STATED TASK –
Transcribe the listing word for word.

INFORMATION GIVEN –

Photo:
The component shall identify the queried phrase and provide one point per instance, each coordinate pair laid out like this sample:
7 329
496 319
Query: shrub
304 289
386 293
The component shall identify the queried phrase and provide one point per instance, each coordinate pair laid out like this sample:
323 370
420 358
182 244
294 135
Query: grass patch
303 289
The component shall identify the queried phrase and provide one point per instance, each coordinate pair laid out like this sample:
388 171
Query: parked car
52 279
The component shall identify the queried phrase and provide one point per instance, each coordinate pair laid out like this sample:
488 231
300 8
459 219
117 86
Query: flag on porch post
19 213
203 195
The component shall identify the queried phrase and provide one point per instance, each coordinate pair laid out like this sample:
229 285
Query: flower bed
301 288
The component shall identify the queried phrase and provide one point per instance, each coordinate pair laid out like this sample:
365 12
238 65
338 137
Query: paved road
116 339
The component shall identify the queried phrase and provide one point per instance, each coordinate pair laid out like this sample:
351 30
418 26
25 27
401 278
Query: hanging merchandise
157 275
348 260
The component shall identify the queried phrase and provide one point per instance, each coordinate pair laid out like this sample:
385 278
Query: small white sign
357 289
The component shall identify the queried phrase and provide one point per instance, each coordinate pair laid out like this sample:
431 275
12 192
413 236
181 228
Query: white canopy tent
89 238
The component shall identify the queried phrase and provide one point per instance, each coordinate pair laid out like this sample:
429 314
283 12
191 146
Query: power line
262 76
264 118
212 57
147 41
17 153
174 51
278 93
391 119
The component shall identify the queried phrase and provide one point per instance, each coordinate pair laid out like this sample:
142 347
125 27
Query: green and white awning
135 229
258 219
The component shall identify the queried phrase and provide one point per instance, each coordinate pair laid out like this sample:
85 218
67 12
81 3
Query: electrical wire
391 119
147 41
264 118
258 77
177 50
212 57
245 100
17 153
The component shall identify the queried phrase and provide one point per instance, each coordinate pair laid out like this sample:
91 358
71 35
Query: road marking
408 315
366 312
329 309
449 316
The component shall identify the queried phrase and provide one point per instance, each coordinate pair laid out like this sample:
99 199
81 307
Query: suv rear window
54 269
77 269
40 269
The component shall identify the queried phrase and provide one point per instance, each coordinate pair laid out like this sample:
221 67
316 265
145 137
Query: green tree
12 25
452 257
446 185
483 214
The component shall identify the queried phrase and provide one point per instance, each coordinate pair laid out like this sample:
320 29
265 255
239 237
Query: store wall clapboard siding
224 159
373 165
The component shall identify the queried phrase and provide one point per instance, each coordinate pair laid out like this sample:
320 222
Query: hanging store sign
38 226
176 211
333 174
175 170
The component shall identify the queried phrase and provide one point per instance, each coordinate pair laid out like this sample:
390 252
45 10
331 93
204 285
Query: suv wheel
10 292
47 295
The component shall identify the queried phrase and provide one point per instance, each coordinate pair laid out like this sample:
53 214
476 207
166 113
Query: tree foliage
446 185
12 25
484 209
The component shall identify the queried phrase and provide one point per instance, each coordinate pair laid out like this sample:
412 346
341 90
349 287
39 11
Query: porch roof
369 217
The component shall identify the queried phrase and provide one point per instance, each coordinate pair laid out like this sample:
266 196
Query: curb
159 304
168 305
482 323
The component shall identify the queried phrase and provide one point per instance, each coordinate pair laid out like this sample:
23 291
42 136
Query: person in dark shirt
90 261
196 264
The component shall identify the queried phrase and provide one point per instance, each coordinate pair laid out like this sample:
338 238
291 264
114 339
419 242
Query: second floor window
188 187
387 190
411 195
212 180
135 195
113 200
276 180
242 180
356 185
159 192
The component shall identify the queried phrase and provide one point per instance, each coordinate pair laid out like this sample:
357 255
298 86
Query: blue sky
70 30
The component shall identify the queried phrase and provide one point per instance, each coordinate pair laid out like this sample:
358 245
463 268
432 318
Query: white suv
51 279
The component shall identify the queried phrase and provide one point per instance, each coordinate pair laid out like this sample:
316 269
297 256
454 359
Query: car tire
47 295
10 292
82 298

COMPLETED TASK –
Photo:
The component shall identify the queried phrase and provide one point per instance, each coordinate pair laid out like this sample:
7 329
496 319
Query: shrub
304 289
386 293
The component shall identify the queried phrase and provide one point per instance, each coordinate pair laid out like this sample:
323 370
420 358
182 244
294 135
Query: grass patch
303 289
The component shall identify the queried phrase and provide one point per instance, each coordinate pair laid out like this sample:
388 171
Query: parked car
52 279
The component shall identify the queried phrase and provide one point per instance, each coordinate pair laid out like this sample:
488 231
300 8
459 219
117 86
Query: flag on porch post
19 213
203 195
The component shall identify the queried phrase and provide one point per instance, each coordinate pair laid out like this sample:
229 285
Query: flower bed
301 288
The component shall identify the queried phrase and provide one point per instance, each coordinate pair laid out like this sample:
365 12
238 65
338 137
Query: paved road
116 339
The component shall identify the queried phrase and provide one point per instance, each coordinate pair laid out like this sample:
351 30
418 26
25 27
401 278
Query: hanging merchandise
157 275
348 260
The component shall identify the queried phrase and provide one point per instance, each coordinate pair laid out like this sample:
385 278
Query: small white sign
357 289
The component shall identify the queried phrase and provide one point per instance, each coordinate pair laid out like this sample:
431 275
12 192
413 236
181 228
Query: white canopy tent
89 238
The component shall identify the queried phrase and provide one point per instance, each coordinate pair laid out like this sample:
429 314
283 12
191 146
Query: power line
262 76
264 118
212 57
147 41
17 153
174 51
278 93
391 119
The component shall identify the queried phrase and provide one point per instance, each coordinate pair laid out like this sample:
142 347
125 27
Query: green and white awning
135 229
258 219
The component shall identify the queried phrase and provide one point per instance, each coordinate pair laid out like this sample:
85 218
67 12
81 3
Query: electrical wire
391 119
147 41
264 118
258 77
177 50
212 57
245 100
17 153
The component shall identify the queried phrase and provide one point per instance, each coordinate pair laid out like this sample:
91 358
71 35
Query: road marking
408 315
366 312
329 309
449 316
The component shall identify the queried phrase and provide one point per instance, each coordinate pair laid out like this sample:
99 199
81 307
Query: suv rear window
54 269
77 269
40 269
The component shall identify the queried phrase and provide one point per instance, each coordinate pair laid out like this sample:
221 67
316 265
145 137
Query: green tree
12 25
452 257
446 185
483 214
The component shall identify the queried phrase and provide one point per instance, each coordinate pair laid out like this sample:
320 29
265 255
239 237
Query: store wall clapboard siding
224 159
373 165
The component shall identify the queried phrase and provide one point per instance, each coordinate pair laid out like this sample:
320 222
Query: hanging store sign
38 226
176 211
333 174
175 170
The component shall identify the queried phrase and provide one point per instance, each coordinate pair laid out like this sample:
390 252
45 10
331 93
204 285
Query: suv wheel
10 292
47 295
The component shall identify the queried phrase and provide one point per instance, each coordinate pair laid out like this sample:
53 214
476 207
166 113
Query: tree foliage
446 185
12 25
484 209
The component shall identify the queried phrase and provide one point per instance, each coordinate pair laid out like this sample:
412 346
341 90
349 287
39 11
Query: porch roof
369 217
The component shall identify the queried phrase and provide one point per instance, each coordinate pair laid out like this sample:
266 196
Query: curb
159 304
168 305
482 323
The component shall identify the queried phrase and provide one point per instance, each coordinate pair laid out like this sample:
23 291
42 136
Query: person in dark shirt
90 261
196 264
The component shall identify the queried phrase and provide one point per instance, each coordinate pair laid out like this sample:
338 238
291 264
114 339
419 242
Query: second floor window
188 187
387 190
411 195
212 180
135 195
113 200
276 180
242 180
356 185
159 192
The component shall identify the queried phrase and provide one point per instance, each coordinate pair laid out like this sample:
357 255
298 86
Query: blue sky
70 30
The component shall identify the queried phrase and provide one point per instance, each coordinate pair laid out like this sample:
358 245
463 268
432 318
Query: white suv
51 279
The component shall identify the queried phrase and provide one point per instance, each coordinate pair laid out like this sample:
316 269
297 256
454 359
Query: car tire
47 295
10 292
82 298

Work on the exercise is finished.